=== BRIEF ===
Pull out each line of the data below that contains the string "dirt", and list those lines in order.

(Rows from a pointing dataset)
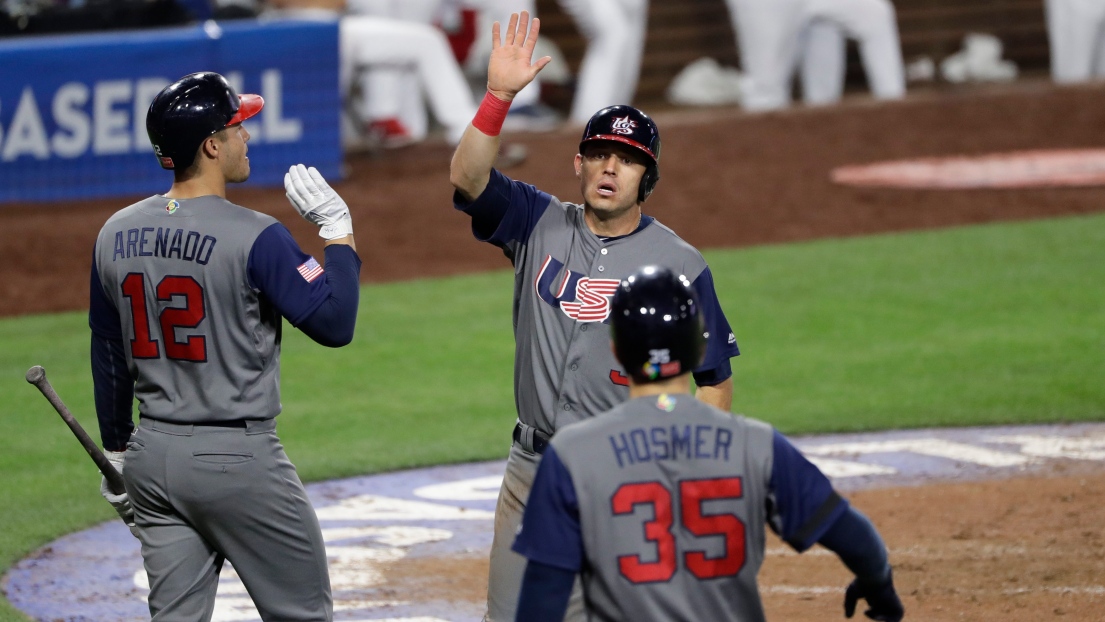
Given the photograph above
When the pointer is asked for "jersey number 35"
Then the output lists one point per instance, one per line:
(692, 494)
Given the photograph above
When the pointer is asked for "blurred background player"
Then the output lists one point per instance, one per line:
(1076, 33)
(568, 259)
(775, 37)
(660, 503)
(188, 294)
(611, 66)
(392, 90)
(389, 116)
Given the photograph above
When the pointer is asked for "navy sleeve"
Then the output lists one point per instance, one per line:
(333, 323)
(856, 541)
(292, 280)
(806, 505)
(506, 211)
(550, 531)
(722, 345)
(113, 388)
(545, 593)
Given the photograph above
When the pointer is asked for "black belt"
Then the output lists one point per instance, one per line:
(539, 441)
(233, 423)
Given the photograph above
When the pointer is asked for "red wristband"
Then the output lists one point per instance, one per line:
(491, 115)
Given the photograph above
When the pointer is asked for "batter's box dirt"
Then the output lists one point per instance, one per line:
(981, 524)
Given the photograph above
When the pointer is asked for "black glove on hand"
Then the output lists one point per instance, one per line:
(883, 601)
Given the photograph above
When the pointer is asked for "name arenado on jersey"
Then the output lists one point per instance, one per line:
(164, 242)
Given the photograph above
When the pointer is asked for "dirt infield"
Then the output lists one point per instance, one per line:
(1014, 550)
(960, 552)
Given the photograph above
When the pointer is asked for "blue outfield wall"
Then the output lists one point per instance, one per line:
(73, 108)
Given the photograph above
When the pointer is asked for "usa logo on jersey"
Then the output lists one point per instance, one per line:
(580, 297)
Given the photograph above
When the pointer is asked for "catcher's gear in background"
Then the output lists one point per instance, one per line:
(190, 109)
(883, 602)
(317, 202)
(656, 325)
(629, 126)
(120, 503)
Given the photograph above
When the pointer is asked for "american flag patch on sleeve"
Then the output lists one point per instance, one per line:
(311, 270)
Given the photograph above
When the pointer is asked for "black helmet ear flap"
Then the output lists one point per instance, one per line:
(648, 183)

=== RESPONSE FOR THIS EXERCISE ===
When the pointer is asked for "batter's box dirt"
When the pointer is asked for "dirt infield"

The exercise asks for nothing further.